*Set problem:*
Print the material below line for line, changing nothing.
Start Supplied data
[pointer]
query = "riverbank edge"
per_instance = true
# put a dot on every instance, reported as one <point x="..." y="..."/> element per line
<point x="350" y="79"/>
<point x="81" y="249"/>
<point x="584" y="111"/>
End Supplied data
*Response to this task:*
[pointer]
query = "riverbank edge"
per_instance = true
# put a dot on every instance, reported as one <point x="..." y="..."/> element per line
<point x="350" y="79"/>
<point x="81" y="249"/>
<point x="584" y="111"/>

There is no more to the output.